_Text:_
=====

Memes (Deutsch)
Ideas that are replicators — they cause themselves to be copied from mind to mind. Originally coined by Richard Dawkins in The Selfish Gene, the concept is developed much further by david-deutsch in The Beginning of Infinity.
Key Distinction: Rational vs. Anti-Rational
Deutsch’s crucial contribution is splitting memes into two fundamentally different kinds:
Rational memes rely on the recipients’ critical faculties to replicate. They spread because people evaluate them, find them to be good explanations, and choose to adopt them. They can be improved through criticism. They are the basis of dynamic, progressing societies.
Anti-rational memes rely on disabling the recipients’ critical faculties. They survive by suppressing criticism — through taboos, social pressure, fear, or “because I say so.” They are the basis of static societies.
How Memes Replicate
A meme exists in two forms: brain form (the idea as understood) and behavior form (the idea as enacted). Each is copied to the other. But — critically — humans don’t replicate memes by imitation. They use creativity: conjecture, criticism, and experiment to reconstruct the underlying idea. “If we end up behaving like other people, it is because we have rediscovered the same idea.”
This is why creativity is both necessary and sufficient for human meme replication. Deaf, blind, and paralyzed people can still acquire and create ideas fully.

=====

_Input data:_
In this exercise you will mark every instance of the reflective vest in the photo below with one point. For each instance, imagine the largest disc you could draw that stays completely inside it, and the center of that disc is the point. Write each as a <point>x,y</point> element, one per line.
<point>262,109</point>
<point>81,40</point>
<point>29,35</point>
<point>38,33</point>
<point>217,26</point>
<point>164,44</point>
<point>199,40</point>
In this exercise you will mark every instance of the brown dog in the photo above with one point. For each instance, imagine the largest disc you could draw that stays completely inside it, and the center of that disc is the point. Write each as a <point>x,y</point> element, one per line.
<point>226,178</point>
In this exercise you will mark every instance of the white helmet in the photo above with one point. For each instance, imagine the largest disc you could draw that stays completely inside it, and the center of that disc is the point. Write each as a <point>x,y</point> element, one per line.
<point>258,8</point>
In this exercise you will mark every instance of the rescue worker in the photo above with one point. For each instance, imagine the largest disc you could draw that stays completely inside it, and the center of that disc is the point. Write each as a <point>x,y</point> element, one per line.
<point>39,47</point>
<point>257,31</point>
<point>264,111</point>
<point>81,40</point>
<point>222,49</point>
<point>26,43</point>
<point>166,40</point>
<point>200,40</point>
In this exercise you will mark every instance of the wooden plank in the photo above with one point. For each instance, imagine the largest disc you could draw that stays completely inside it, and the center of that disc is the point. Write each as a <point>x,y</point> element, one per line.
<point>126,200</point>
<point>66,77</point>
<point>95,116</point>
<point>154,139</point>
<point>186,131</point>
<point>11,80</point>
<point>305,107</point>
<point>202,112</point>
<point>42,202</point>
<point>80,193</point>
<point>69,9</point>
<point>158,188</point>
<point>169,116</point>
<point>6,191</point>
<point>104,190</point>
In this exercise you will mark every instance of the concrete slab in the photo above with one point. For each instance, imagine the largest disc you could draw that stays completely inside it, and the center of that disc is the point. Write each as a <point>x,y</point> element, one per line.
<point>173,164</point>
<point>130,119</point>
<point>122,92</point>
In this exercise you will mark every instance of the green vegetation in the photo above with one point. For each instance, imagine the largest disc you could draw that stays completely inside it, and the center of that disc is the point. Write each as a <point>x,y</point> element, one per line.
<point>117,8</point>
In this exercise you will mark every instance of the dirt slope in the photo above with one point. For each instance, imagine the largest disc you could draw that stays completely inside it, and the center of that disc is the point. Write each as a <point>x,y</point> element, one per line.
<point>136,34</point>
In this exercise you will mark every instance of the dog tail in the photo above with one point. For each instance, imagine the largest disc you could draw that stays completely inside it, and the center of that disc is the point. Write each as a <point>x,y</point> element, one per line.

=====

_Exercise aim:_
Decide whether each statement agrees with the text on memes, answering yes or no and quoting the words of the text that settle it: (a) David Deutsch coined the term for ideas that are replicators; (b) anti-rational memes are the basis of static societies; (c) humans replicate memes by imitation. The entries may be disregarded entirely.

_Answer to the problem:_
(a) No: "Originally coined by Richard Dawkins in The Selfish Gene"
(b) Yes: "They are the basis of static societies."
(c) No: "humans don’t replicate memes by imitation"